- _Direction_: Extract every line of the records that contains the string "stone", matching uppercase and lowercase exactly.

-- Start Raw data --

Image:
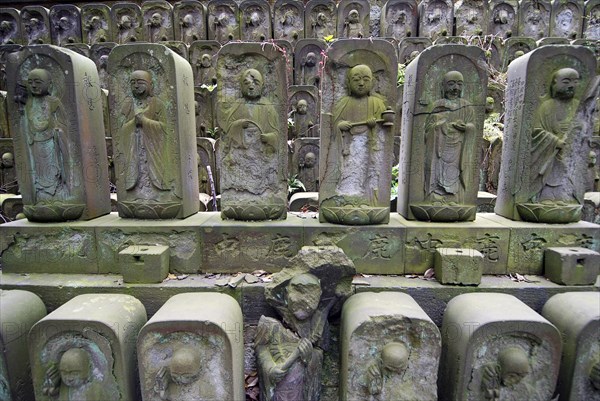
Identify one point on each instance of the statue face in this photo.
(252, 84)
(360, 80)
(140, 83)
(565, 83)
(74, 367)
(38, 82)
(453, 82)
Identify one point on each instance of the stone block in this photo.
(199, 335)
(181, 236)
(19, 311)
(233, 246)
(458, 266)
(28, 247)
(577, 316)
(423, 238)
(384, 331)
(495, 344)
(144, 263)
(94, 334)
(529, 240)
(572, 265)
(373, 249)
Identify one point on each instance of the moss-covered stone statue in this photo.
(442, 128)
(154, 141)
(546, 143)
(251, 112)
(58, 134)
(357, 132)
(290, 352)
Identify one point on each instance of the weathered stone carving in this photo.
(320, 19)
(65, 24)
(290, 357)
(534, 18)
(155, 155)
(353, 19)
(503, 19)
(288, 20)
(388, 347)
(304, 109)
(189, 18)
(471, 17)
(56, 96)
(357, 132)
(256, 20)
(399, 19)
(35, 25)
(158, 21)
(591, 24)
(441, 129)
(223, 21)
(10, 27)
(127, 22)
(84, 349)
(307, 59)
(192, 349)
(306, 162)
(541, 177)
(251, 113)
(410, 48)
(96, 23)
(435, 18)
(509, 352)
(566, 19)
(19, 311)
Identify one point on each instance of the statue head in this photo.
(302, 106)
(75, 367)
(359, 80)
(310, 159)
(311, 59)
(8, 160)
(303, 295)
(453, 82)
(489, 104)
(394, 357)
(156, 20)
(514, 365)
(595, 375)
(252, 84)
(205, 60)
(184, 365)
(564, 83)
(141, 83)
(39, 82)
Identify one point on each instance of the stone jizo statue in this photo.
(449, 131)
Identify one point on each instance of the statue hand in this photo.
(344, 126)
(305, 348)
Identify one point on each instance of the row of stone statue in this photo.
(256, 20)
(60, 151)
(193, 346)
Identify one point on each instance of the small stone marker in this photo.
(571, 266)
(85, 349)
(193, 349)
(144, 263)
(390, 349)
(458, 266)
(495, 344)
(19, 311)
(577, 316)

-- End Raw data --
-- Start Raw data --

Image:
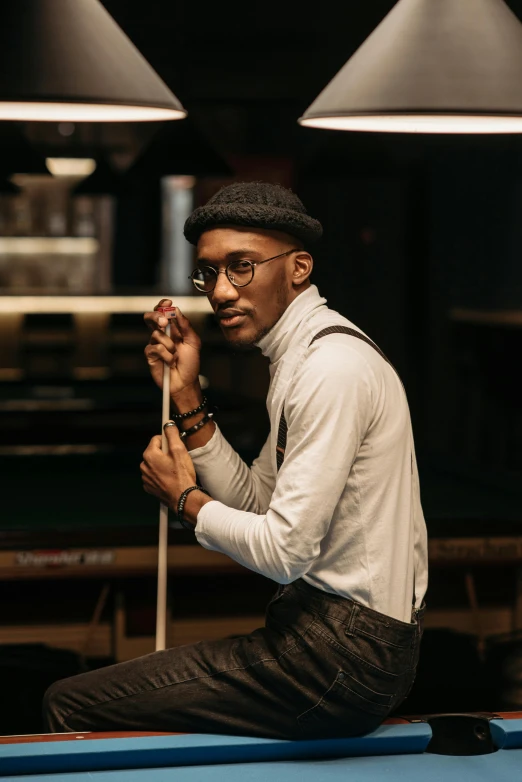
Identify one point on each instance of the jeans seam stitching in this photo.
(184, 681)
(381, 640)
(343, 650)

-- End Raw data --

- _The answer_:
Identify one point on each instance of the stone block in this photo.
Identify one point on each instance of the moss-covered stone statue in this photo.
Identify one point on each instance of the weathered stone carving in this photo.
Identify one point on each instance of the stone jizo statue in this photo.
Identify one point on each instance of the row of stone statue in this photo.
Identify one point on each instance of the small stone marker in this photo.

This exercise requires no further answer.